### TASK REQUIREMENTS
Locate each line in the entries below that contains the string "metal" and copy those lines out in full.

### DATASET EXCERPTS
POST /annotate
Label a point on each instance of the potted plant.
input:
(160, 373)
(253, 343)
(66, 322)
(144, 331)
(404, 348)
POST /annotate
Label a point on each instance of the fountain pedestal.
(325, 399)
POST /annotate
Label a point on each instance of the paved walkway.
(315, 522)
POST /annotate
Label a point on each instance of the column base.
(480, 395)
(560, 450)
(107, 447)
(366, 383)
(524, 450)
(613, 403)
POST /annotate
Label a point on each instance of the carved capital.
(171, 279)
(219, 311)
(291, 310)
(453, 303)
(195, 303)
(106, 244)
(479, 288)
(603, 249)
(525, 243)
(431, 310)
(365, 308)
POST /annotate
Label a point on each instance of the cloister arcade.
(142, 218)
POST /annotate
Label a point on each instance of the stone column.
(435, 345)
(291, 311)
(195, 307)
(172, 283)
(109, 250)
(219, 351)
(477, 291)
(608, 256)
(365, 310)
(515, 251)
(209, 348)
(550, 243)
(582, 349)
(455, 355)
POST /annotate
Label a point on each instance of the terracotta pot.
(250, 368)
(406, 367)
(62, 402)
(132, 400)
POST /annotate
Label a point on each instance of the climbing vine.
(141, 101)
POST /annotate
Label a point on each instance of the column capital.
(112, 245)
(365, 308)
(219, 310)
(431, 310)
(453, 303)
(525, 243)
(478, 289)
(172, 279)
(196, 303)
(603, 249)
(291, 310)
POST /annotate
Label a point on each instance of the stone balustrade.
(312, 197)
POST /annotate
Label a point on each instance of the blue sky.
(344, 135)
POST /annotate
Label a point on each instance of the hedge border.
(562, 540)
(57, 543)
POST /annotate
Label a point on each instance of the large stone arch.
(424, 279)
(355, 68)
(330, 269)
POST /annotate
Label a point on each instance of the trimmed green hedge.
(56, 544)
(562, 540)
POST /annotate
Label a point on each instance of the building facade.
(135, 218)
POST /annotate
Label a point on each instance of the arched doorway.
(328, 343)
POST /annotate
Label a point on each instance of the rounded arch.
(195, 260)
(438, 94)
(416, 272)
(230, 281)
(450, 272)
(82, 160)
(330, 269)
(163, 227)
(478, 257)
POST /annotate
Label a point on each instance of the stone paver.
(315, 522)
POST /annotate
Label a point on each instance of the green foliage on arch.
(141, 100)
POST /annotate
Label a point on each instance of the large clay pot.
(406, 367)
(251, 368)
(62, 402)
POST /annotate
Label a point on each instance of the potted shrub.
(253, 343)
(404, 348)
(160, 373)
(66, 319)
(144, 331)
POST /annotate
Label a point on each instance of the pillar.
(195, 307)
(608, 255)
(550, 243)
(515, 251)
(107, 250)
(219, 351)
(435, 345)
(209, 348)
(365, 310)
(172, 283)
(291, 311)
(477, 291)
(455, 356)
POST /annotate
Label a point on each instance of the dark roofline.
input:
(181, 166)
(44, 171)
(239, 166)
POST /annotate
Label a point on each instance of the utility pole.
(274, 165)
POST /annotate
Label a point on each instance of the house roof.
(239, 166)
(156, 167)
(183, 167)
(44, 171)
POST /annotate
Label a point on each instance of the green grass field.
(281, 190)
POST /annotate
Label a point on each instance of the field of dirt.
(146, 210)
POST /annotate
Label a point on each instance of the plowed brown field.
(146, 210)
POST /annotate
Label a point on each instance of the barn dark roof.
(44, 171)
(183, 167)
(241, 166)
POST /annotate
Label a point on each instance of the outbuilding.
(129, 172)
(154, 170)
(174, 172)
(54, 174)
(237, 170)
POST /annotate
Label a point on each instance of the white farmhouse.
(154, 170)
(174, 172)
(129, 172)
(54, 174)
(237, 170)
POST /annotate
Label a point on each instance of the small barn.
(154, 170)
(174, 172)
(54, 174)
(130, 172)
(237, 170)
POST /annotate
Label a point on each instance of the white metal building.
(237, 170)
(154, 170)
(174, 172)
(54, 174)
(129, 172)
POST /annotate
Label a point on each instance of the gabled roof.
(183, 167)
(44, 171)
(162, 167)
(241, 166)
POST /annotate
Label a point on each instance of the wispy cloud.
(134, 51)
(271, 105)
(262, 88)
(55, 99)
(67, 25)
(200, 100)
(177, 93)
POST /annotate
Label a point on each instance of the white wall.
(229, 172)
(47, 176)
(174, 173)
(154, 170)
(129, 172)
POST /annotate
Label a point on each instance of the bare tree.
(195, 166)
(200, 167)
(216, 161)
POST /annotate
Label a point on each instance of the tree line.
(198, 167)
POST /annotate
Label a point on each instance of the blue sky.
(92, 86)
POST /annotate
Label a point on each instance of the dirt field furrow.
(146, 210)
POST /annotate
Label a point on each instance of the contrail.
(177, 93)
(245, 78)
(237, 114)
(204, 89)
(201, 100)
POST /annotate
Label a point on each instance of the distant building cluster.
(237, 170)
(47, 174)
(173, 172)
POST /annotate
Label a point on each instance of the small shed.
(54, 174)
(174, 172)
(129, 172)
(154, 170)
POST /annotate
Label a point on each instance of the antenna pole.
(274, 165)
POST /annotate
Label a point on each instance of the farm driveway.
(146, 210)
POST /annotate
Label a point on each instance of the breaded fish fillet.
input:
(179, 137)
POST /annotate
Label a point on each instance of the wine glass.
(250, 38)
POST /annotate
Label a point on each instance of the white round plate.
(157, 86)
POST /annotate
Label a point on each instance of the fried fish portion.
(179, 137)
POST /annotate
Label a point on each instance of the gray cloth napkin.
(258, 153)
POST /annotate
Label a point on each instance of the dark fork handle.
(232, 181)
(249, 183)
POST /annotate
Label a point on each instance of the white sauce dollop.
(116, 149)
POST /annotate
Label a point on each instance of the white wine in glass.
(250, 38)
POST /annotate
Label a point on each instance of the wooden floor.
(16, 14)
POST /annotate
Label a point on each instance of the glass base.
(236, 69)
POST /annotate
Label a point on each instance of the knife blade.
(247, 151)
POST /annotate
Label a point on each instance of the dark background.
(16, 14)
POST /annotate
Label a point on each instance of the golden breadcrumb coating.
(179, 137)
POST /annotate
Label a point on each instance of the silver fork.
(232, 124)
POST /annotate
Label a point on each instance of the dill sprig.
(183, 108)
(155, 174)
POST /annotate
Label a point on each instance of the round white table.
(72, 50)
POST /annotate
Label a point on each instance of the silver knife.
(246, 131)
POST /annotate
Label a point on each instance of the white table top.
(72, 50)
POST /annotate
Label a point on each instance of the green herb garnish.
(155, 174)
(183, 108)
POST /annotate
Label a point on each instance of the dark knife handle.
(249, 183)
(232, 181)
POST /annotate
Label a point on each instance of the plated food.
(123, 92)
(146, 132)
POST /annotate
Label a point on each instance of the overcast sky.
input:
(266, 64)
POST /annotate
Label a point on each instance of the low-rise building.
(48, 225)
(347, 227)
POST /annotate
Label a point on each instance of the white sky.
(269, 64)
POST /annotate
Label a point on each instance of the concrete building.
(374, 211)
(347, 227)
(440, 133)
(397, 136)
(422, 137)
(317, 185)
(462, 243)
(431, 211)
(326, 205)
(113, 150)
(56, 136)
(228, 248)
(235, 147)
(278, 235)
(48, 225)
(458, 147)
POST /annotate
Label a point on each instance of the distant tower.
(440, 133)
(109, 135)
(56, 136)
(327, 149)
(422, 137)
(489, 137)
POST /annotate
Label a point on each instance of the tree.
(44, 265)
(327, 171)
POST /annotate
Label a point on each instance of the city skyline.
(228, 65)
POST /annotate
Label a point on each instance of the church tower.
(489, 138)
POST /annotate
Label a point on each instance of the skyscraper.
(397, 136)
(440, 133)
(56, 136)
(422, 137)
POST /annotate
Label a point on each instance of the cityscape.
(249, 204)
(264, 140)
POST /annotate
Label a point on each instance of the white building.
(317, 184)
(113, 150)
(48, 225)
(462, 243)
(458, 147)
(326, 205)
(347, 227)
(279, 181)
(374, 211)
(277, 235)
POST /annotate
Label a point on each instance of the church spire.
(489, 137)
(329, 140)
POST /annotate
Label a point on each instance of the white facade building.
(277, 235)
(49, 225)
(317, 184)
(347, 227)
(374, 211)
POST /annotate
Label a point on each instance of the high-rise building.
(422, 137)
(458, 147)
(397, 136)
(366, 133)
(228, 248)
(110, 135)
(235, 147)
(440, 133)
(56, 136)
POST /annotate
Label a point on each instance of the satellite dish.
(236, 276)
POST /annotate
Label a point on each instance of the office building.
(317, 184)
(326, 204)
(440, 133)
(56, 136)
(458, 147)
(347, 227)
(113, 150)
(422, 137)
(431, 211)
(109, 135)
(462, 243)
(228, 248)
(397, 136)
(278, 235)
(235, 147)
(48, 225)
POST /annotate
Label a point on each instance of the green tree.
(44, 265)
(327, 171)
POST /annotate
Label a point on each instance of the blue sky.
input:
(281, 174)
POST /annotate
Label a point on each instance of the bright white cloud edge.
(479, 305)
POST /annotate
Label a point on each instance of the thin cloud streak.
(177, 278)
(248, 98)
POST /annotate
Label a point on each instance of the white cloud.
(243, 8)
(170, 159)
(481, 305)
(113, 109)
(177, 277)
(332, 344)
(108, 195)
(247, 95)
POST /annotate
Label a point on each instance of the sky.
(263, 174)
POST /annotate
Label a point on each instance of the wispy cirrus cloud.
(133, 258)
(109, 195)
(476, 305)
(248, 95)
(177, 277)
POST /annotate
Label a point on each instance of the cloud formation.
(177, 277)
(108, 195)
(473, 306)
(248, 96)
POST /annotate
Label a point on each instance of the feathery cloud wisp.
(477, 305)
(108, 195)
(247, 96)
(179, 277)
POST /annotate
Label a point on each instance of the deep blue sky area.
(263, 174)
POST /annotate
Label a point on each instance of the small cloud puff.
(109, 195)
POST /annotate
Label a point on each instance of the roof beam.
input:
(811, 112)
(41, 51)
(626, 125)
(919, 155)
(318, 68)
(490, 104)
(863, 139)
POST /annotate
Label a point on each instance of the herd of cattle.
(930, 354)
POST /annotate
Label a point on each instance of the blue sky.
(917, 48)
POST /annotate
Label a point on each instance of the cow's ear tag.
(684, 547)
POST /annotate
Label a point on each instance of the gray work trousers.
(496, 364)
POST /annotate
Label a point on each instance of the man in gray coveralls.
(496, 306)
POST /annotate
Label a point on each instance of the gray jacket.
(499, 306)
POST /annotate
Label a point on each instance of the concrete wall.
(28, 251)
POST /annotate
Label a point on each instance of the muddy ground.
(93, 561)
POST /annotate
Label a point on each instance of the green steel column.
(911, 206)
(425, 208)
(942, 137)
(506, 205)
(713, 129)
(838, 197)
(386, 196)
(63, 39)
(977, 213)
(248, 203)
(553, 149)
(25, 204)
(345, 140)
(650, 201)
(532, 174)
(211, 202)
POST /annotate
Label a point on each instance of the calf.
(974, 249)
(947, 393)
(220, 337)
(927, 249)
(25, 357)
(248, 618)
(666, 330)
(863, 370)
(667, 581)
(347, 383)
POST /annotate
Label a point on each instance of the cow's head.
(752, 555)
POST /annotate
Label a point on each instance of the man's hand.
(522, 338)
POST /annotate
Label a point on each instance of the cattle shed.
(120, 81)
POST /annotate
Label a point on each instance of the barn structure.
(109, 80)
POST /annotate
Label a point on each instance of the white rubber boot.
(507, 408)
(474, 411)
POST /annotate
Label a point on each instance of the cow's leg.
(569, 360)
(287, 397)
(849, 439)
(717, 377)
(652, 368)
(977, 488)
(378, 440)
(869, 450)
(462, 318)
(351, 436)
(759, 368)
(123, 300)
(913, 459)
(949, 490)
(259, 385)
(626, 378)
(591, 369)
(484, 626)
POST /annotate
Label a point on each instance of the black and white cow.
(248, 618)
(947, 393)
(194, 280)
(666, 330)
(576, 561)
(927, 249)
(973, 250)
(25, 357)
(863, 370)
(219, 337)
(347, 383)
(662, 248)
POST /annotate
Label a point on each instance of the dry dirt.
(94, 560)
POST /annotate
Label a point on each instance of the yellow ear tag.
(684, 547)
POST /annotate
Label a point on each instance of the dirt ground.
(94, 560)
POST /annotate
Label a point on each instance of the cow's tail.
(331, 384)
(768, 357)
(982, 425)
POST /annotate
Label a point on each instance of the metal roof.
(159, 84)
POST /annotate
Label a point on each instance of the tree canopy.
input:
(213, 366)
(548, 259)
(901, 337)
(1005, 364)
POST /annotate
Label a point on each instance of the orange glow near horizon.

### REPLY
Label a point on each instance of the white metal building.
Label a point on each instance of the metal roof.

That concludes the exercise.